_Your instructions_. Give again the lines of the data from its first line through the line with "the green glove". Change nothing.

____________

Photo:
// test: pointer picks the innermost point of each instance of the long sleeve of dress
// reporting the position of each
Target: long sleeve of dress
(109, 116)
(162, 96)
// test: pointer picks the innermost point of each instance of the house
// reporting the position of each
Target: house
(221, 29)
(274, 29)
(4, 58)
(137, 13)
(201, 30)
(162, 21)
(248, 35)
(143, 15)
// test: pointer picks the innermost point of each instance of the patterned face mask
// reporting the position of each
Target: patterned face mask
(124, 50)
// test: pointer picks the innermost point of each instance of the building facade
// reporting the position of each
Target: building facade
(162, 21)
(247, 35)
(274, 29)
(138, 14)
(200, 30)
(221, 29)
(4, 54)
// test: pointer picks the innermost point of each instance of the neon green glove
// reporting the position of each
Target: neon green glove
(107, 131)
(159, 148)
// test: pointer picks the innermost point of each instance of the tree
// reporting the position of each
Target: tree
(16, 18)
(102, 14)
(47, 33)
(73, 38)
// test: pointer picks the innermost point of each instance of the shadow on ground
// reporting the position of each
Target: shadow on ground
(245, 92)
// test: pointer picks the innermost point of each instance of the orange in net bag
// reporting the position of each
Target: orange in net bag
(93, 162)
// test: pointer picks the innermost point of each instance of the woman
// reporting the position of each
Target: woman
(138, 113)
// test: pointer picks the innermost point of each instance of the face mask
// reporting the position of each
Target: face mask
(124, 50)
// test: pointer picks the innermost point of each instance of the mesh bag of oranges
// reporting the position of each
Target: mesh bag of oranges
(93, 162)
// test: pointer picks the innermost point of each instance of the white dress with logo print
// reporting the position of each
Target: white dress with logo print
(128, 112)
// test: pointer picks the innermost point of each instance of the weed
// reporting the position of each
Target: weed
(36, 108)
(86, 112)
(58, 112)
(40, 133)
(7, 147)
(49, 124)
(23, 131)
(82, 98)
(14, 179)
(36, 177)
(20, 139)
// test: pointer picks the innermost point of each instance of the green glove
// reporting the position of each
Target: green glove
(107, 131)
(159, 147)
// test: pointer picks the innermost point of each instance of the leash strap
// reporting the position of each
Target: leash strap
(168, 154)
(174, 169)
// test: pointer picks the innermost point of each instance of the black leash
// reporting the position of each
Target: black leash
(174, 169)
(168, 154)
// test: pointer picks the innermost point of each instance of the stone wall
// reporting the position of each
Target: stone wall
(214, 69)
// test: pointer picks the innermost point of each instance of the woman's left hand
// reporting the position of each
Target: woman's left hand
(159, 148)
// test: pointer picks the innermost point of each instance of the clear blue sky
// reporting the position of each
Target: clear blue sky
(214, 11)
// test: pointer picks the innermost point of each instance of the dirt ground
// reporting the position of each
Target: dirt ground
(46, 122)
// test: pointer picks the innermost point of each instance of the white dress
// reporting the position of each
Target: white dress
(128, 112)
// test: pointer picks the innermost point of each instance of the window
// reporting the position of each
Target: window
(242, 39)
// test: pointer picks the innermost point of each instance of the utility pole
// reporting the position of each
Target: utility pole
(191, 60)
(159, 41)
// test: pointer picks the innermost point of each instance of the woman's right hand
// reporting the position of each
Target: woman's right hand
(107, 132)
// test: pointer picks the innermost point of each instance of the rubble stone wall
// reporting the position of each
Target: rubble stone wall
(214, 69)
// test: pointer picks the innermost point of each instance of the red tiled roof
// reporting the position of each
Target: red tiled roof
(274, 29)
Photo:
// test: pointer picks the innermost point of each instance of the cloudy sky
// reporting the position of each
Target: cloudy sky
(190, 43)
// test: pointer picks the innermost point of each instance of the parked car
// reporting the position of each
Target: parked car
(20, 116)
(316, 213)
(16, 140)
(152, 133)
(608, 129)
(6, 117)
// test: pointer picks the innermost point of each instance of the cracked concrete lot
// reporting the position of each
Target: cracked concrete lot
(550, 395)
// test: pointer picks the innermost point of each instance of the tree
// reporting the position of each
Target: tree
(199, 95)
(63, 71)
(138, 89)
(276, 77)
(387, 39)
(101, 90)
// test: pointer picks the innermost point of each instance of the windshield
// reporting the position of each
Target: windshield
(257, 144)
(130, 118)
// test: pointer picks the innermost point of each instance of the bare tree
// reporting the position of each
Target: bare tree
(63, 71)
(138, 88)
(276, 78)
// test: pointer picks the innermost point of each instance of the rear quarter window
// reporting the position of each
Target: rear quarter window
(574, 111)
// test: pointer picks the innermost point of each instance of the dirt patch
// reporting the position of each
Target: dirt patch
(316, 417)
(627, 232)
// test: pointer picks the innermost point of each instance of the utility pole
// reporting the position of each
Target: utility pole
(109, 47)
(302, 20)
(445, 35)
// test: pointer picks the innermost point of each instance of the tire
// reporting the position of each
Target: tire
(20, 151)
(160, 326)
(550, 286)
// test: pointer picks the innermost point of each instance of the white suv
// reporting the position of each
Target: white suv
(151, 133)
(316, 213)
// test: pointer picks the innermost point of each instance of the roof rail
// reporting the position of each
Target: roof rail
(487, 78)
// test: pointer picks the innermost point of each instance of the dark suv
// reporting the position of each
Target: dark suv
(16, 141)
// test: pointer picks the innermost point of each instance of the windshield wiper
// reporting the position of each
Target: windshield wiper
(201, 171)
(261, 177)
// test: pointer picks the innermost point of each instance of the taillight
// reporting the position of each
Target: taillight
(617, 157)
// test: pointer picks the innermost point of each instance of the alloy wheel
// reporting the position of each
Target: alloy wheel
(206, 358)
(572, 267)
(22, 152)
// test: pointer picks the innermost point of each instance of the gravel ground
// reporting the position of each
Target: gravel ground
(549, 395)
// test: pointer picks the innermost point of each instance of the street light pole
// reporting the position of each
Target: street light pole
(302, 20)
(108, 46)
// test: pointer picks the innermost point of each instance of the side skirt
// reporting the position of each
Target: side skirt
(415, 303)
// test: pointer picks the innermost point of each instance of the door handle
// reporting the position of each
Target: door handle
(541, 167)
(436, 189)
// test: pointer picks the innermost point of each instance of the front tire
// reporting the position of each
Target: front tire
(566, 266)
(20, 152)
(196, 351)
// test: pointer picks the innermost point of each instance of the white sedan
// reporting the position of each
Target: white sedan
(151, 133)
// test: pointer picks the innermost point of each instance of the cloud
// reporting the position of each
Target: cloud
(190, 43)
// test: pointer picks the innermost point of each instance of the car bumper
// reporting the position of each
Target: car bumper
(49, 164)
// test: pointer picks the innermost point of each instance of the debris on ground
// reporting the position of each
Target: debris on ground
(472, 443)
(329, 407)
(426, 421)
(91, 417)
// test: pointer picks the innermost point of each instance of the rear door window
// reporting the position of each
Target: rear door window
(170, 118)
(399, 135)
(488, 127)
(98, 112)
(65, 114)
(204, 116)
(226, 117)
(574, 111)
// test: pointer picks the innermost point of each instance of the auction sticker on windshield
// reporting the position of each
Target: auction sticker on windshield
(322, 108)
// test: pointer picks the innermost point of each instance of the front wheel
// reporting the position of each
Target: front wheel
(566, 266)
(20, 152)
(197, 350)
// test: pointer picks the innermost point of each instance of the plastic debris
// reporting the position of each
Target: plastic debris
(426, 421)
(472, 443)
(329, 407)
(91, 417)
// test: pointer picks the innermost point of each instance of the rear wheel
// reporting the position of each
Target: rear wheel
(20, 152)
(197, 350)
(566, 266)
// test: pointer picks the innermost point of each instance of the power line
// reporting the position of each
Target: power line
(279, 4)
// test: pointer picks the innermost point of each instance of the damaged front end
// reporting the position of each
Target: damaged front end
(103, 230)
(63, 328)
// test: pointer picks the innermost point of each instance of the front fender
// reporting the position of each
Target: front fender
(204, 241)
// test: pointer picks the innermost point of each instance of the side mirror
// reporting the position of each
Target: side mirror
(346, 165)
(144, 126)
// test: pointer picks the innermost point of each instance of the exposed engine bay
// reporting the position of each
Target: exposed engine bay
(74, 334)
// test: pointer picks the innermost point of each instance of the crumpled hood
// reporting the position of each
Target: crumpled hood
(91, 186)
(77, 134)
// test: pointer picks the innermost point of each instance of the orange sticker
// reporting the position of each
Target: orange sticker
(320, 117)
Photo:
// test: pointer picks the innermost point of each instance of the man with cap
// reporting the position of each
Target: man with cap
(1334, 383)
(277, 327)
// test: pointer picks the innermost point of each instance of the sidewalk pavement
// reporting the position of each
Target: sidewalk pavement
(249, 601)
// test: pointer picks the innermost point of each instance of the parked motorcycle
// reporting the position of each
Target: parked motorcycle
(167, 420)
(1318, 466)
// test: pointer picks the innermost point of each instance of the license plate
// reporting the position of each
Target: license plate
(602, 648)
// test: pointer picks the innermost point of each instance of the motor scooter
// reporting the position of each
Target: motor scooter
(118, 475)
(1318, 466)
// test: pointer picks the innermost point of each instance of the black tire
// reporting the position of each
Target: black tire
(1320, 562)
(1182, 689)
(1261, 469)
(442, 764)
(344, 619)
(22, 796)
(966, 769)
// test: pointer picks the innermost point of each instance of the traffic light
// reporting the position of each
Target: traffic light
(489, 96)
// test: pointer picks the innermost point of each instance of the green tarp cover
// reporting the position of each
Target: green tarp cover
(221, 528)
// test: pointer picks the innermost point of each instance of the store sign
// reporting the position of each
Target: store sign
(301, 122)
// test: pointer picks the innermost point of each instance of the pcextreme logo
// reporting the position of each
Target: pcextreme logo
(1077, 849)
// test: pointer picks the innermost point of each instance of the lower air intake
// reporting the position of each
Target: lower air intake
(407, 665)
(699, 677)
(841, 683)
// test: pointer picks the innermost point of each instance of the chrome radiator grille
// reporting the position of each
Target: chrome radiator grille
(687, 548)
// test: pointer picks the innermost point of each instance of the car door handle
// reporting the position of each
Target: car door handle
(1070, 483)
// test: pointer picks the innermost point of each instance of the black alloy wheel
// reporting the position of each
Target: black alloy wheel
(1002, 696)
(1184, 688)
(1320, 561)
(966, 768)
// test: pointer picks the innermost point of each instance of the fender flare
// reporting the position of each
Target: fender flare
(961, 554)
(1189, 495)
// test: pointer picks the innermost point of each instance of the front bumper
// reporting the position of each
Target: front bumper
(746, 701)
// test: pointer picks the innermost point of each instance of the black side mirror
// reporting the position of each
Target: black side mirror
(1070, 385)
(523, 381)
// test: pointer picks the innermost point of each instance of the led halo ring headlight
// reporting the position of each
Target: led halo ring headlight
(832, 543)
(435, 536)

____________

_Final answer_.
Photo:
// test: pointer picks the innermost point of each instance of the long sleeve of dress
// reporting the position of each
Target: long sleeve of dress
(109, 116)
(162, 96)
// test: pointer picks the innermost point of each instance of the house
// reporting the position of each
Target: house
(221, 29)
(274, 29)
(4, 58)
(137, 13)
(201, 30)
(162, 21)
(248, 35)
(143, 15)
// test: pointer picks the innermost point of each instance of the patterned face mask
// reporting the position of each
Target: patterned face mask
(124, 50)
// test: pointer picks the innermost point of each instance of the building facade
// reporting the position of each
Target: building facade
(162, 21)
(247, 35)
(274, 29)
(138, 14)
(200, 30)
(221, 29)
(4, 54)
// test: pointer picks the innermost point of each instance of the neon green glove
// reporting the position of each
Target: neon green glove
(107, 131)
(159, 148)
// test: pointer picks the innermost point of each instance of the tree
// reporting the position of each
Target: tree
(16, 18)
(102, 14)
(47, 33)
(73, 38)
// test: pointer picks the innermost point of each instance of the shadow on ground
// reporting the position of each
Target: shadow on ground
(245, 92)
// test: pointer picks the innermost point of each instance of the orange in net bag
// reporting the position of each
Target: orange in net bag
(93, 162)
// test: pointer picks the innermost point of each instance of the woman
// reporting the position of each
Target: woman
(138, 113)
// test: pointer picks the innermost point of each instance of the face mask
// reporting the position of each
Target: face mask
(124, 50)
// test: pointer picks the innermost point of each instance of the mesh bag of oranges
// reporting the position of each
Target: mesh bag of oranges
(93, 162)
// test: pointer picks the innermost point of each instance of the white dress with logo print
// reporting the position of each
Target: white dress with logo print
(128, 112)
// test: pointer picks the innermost point of each instance of the weed
// reporting the position of each
Target: weed
(36, 108)
(86, 112)
(58, 112)
(40, 133)
(7, 147)
(49, 124)
(23, 131)
(82, 98)
(14, 179)
(36, 177)
(20, 139)
// test: pointer picks the innermost point of each instance of the green glove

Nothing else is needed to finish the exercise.